- **What you should do**: Line by line, copy the records below exactly and leave the pictures out.

(Collected data entries)
>>>
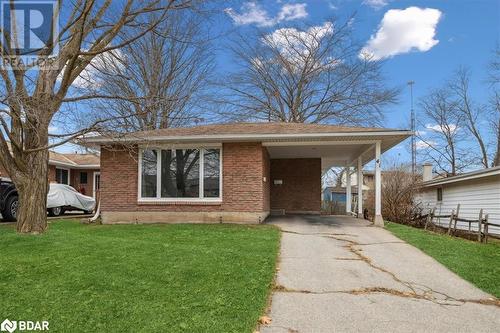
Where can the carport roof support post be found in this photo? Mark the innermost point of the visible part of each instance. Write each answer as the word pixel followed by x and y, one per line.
pixel 378 220
pixel 348 193
pixel 360 187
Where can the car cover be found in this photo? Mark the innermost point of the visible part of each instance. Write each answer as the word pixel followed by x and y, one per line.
pixel 64 195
<<<
- **Response to the exercise**:
Where can the carport roof support post be found in this photo? Mark the innermost point of the visible part of each instance. Write each answer as the word pixel followed by x and y, one per line.
pixel 378 220
pixel 348 193
pixel 360 187
Where can the car cover be found in this photo? Mark the innermost point of the visible part of each instance. Write each answer as the word pixel followed by x and y, one per line.
pixel 64 195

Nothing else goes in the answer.